### GIVEN INSTRUCTION:
Show each line from the items below that contains the string "canopy", copying every such line in full.

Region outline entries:
-- Begin --
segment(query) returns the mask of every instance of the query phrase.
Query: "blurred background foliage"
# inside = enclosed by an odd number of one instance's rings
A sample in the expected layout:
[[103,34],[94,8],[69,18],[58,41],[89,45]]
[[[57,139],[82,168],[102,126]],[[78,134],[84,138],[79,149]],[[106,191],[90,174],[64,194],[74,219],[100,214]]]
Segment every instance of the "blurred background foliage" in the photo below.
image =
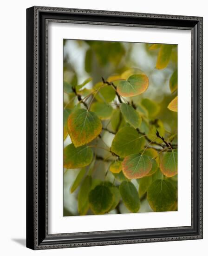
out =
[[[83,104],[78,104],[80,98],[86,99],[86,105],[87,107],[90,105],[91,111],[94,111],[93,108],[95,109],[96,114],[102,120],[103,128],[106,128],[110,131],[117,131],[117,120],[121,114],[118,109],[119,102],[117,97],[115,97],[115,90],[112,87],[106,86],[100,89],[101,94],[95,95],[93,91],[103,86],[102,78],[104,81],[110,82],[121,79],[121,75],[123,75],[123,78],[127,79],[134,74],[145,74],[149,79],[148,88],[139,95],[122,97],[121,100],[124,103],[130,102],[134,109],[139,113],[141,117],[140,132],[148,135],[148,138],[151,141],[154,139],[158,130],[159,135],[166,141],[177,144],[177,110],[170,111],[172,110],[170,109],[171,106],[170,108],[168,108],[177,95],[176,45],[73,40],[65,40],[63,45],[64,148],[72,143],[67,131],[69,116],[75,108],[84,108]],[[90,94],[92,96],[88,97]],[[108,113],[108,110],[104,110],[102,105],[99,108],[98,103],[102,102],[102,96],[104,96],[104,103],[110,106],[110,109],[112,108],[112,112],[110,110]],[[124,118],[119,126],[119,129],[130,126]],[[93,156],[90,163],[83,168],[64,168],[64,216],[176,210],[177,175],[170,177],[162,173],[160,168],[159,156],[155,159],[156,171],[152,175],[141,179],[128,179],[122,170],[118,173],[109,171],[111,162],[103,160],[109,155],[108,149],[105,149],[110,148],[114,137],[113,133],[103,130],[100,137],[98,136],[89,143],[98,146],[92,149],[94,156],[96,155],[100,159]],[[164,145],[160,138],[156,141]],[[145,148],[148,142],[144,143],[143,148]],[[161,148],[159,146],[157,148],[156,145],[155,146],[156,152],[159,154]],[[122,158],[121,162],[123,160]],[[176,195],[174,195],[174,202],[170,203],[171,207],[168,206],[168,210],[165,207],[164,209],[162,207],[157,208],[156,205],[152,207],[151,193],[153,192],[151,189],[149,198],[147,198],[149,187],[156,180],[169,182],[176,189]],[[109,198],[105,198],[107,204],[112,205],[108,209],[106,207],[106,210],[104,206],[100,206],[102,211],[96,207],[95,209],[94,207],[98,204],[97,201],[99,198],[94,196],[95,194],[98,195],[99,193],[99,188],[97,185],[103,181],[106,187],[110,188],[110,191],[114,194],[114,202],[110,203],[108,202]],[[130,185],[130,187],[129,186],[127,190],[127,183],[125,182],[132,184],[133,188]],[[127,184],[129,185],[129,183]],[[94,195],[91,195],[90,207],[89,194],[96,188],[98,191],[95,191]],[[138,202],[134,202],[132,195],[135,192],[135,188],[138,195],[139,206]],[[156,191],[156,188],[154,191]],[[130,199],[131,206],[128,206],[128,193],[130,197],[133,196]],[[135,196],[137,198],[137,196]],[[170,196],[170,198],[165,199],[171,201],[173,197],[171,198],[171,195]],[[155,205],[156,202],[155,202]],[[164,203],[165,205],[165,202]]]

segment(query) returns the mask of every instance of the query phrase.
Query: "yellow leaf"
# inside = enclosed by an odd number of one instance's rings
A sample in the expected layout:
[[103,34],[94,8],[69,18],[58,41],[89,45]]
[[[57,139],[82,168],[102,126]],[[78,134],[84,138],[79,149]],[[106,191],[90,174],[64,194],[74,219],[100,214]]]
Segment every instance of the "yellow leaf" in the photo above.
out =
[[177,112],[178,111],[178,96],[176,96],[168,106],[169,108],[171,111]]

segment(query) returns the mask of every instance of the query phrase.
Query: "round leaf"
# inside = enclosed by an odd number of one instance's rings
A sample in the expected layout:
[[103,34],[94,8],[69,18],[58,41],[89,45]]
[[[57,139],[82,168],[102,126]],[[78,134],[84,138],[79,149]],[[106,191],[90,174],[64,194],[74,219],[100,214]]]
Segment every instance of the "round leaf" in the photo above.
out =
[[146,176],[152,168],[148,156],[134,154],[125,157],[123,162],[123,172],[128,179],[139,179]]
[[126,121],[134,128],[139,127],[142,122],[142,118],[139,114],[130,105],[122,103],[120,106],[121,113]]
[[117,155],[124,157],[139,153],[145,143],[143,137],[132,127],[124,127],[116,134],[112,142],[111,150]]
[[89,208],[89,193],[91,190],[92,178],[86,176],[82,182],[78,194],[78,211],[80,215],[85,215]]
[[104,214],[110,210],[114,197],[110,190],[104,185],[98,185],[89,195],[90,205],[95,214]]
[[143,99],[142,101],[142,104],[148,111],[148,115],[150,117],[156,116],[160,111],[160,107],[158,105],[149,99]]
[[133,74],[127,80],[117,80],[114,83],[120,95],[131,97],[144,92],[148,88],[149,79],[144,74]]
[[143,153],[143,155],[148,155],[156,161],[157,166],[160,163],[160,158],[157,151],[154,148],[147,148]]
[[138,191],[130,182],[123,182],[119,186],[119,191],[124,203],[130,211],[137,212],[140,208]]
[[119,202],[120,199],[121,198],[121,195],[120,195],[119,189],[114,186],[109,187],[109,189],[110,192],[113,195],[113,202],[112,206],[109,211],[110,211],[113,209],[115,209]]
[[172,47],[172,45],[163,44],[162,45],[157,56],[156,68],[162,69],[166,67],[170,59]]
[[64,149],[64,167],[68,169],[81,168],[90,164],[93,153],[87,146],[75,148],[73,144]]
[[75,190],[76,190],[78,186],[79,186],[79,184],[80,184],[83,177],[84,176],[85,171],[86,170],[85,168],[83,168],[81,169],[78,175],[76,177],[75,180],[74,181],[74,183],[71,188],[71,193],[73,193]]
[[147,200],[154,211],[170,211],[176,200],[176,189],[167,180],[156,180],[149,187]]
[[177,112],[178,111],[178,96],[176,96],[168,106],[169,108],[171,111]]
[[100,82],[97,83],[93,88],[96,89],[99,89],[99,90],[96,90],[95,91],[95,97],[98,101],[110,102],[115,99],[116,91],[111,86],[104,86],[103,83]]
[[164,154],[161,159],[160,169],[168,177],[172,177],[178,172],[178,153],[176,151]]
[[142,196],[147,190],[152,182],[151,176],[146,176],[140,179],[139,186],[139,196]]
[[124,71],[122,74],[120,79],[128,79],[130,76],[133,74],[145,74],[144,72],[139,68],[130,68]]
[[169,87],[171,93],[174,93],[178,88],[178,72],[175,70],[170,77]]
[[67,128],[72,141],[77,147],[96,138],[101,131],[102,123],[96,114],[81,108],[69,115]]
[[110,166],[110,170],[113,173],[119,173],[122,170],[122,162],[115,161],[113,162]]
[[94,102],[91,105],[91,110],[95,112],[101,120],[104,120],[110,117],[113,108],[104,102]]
-- End --
-- Begin --
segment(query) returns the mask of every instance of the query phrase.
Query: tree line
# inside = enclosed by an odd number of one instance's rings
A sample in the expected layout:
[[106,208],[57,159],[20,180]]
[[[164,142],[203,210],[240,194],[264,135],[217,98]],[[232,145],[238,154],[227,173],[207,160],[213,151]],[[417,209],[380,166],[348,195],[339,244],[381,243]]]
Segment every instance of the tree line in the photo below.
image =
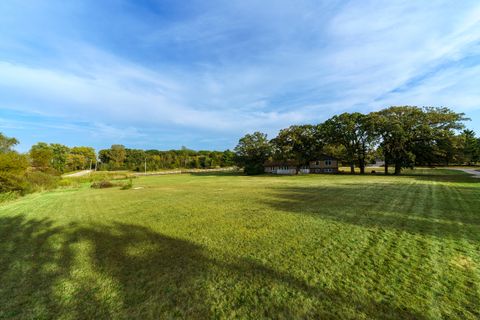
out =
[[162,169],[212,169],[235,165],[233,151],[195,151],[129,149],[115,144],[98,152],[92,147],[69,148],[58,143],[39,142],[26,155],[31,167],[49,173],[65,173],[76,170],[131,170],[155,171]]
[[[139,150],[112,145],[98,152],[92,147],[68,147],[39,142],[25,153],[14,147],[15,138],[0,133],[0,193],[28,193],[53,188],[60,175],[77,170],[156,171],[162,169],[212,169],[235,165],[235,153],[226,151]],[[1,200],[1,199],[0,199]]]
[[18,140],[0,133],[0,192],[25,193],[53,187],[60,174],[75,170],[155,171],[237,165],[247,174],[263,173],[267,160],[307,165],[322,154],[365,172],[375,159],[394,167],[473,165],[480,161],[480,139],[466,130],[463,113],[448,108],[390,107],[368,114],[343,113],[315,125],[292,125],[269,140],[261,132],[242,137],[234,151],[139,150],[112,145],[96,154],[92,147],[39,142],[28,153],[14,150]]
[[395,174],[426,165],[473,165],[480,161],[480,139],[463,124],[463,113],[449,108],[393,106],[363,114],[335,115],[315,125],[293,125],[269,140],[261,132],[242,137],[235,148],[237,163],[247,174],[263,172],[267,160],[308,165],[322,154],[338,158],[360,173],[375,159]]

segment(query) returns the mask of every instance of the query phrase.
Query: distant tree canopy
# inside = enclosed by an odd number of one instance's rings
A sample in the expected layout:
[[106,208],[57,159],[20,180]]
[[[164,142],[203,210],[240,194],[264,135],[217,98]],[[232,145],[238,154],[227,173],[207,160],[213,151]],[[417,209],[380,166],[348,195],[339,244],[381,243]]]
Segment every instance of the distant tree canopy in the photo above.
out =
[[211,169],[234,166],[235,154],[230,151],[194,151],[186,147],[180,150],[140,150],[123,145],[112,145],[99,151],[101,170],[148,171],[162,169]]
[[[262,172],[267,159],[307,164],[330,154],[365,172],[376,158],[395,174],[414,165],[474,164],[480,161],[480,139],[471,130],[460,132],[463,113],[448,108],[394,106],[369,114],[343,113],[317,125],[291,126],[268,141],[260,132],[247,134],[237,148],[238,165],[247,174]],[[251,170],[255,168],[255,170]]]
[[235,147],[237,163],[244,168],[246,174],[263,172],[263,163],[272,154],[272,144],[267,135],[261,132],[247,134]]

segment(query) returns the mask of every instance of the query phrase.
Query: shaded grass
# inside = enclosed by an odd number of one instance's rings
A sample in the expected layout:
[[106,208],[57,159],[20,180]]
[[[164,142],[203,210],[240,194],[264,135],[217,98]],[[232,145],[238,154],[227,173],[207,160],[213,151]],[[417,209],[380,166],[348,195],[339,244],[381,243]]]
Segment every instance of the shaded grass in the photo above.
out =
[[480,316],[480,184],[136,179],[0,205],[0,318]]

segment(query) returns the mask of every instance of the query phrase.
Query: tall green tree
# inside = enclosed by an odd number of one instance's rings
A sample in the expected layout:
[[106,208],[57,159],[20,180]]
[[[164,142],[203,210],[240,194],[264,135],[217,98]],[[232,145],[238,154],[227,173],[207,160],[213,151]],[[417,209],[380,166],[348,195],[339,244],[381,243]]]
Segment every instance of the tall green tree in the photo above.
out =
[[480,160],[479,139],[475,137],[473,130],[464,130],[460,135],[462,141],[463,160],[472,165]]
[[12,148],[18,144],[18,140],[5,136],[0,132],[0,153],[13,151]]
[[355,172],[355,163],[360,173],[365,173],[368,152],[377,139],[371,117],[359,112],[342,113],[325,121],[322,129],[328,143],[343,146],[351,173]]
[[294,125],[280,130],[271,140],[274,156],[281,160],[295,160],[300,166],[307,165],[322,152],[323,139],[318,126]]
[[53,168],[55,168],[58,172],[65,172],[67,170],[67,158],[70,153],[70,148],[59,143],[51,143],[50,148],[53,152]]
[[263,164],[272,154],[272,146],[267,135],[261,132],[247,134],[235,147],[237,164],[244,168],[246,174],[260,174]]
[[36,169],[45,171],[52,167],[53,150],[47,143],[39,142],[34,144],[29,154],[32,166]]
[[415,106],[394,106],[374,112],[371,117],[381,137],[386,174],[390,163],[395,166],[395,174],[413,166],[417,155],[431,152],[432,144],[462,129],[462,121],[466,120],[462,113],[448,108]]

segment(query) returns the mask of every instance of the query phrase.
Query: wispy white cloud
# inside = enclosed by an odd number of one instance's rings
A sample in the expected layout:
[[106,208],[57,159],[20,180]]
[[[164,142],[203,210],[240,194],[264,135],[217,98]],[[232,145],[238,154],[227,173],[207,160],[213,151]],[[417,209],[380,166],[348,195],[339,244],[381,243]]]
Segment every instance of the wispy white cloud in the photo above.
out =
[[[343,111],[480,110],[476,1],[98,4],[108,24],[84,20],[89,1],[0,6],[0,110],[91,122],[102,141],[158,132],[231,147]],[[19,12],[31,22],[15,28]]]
-- End --
### FINAL RESULT:
Query: distant tree canopy
Segment every instance of the distant tree canopy in the photo above.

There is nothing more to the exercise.